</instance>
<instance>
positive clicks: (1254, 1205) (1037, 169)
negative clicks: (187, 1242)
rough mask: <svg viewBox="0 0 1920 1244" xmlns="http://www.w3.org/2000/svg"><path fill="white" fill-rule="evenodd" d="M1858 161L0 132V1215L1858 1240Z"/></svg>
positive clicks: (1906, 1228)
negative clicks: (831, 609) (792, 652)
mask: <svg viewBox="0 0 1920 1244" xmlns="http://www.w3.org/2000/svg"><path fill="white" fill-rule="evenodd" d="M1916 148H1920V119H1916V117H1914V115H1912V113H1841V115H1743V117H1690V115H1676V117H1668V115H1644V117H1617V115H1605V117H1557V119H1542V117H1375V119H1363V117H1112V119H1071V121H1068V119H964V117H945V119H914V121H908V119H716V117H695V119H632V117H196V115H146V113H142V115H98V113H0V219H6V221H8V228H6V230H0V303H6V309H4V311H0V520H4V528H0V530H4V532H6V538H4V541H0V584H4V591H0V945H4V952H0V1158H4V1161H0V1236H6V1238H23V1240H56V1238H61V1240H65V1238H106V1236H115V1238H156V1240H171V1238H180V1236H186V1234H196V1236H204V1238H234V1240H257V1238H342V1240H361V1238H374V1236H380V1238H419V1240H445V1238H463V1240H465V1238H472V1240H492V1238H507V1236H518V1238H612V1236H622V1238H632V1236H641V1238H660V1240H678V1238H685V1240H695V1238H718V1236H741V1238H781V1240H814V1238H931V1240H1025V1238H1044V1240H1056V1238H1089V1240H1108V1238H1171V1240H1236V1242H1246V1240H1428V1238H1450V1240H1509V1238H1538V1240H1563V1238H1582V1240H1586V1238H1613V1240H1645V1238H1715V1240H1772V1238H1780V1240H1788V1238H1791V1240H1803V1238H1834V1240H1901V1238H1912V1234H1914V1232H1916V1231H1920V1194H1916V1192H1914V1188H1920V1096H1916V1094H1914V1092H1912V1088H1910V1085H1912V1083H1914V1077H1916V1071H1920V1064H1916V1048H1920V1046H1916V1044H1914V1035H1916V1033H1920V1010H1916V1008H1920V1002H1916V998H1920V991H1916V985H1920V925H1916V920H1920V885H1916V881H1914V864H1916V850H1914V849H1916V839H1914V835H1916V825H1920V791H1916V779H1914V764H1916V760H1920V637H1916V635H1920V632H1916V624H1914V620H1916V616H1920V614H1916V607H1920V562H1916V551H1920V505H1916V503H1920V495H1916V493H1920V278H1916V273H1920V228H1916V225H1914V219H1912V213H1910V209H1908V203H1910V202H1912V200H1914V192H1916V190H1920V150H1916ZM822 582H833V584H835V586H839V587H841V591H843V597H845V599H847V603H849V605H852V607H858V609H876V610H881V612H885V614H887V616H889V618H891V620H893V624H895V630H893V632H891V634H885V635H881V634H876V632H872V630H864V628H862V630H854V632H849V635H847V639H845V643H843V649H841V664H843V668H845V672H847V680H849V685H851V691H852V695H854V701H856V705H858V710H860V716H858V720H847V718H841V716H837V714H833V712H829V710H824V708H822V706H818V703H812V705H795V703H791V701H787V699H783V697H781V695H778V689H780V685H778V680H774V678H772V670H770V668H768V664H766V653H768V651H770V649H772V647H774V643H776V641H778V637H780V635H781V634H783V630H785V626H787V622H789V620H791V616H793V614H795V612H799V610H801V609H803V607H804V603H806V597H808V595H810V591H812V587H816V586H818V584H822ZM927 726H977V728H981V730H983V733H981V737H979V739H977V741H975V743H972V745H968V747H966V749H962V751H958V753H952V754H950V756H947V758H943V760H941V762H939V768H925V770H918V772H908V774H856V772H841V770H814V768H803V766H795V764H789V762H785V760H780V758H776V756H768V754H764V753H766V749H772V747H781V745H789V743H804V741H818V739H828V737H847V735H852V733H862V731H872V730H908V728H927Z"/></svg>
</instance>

_ _ _ _

**Work required**: Could you copy out all the material word for word?

**Task solution**:
</instance>
<instance>
positive clicks: (1254, 1205) (1037, 169)
negative clicks: (187, 1242)
rough mask: <svg viewBox="0 0 1920 1244" xmlns="http://www.w3.org/2000/svg"><path fill="white" fill-rule="evenodd" d="M1858 161L0 132V1215L1858 1240Z"/></svg>
positive clicks: (1906, 1228)
negative clicks: (831, 609) (792, 652)
mask: <svg viewBox="0 0 1920 1244" xmlns="http://www.w3.org/2000/svg"><path fill="white" fill-rule="evenodd" d="M1916 148H1920V119H1916V117H1914V115H1912V113H1841V115H1743V117H1690V115H1676V117H1668V115H1644V117H1617V115H1605V117H1557V119H1542V117H1375V119H1363V117H1112V119H1071V121H1068V119H964V117H945V119H914V121H908V119H716V117H695V119H632V117H196V115H146V113H142V115H98V113H0V219H6V221H8V228H6V230H0V303H6V309H4V311H0V520H4V528H0V530H4V532H6V538H4V541H0V584H4V591H0V945H4V952H0V1158H4V1161H0V1236H6V1238H23V1240H56V1238H61V1240H65V1238H106V1236H115V1238H156V1240H171V1238H180V1236H186V1234H196V1236H204V1238H234V1240H257V1238H342V1240H361V1238H374V1236H380V1238H419V1240H445V1238H463V1240H465V1238H472V1240H492V1238H507V1236H518V1238H612V1236H622V1238H632V1236H641V1238H660V1240H678V1238H685V1240H695V1238H718V1236H741V1238H781V1240H814V1238H931V1240H1025V1238H1044V1240H1056V1238H1089V1240H1108V1238H1171V1240H1236V1242H1246V1240H1428V1238H1450V1240H1509V1238H1538V1240H1563V1238H1582V1240H1586V1238H1613V1240H1645V1238H1715V1240H1772V1238H1780V1240H1788V1238H1791V1240H1803V1238H1834V1240H1901V1238H1912V1234H1914V1232H1916V1231H1920V1194H1916V1192H1914V1188H1920V1096H1916V1094H1914V1092H1912V1088H1910V1085H1912V1083H1914V1077H1916V1071H1920V1064H1916V1048H1920V1046H1916V1044H1914V1035H1916V1033H1920V1010H1916V1008H1920V1002H1916V998H1920V991H1916V985H1920V925H1916V920H1920V885H1916V881H1914V864H1916V850H1914V849H1916V839H1914V835H1916V825H1920V791H1916V779H1914V764H1916V760H1920V637H1916V635H1920V632H1916V624H1914V620H1916V616H1920V614H1916V607H1920V562H1916V551H1920V505H1916V503H1920V495H1916V493H1920V278H1916V273H1920V228H1916V225H1914V219H1912V213H1910V209H1908V203H1910V202H1912V200H1914V192H1916V190H1920V150H1916ZM822 582H833V584H835V586H839V587H841V591H843V597H845V599H847V603H849V605H852V607H858V609H876V610H881V612H885V614H887V616H889V618H891V620H893V624H895V630H893V632H891V634H885V635H881V634H876V632H872V630H864V628H862V630H854V632H849V635H847V639H845V643H843V649H841V664H843V668H845V672H847V680H849V685H851V691H852V695H854V701H856V705H858V710H860V716H858V720H847V718H841V716H837V714H833V712H829V710H824V708H822V706H818V703H812V705H795V703H791V701H787V699H783V697H781V695H778V689H780V685H778V680H774V678H772V670H770V668H768V664H766V653H768V651H770V649H772V647H774V643H776V641H778V637H780V635H781V634H783V630H785V626H787V622H789V620H791V616H793V614H795V612H799V610H801V609H803V607H804V603H806V597H808V595H810V591H812V587H816V586H818V584H822ZM927 726H977V728H981V730H983V733H981V737H979V739H977V741H975V743H972V745H968V747H966V749H962V751H958V753H952V754H950V756H947V758H943V760H941V762H939V768H925V770H918V772H908V774H856V772H841V770H814V768H803V766H795V764H789V762H785V760H780V758H776V756H768V754H764V753H766V749H772V747H781V745H789V743H804V741H818V739H828V737H847V735H852V733H862V731H872V730H908V728H927Z"/></svg>
</instance>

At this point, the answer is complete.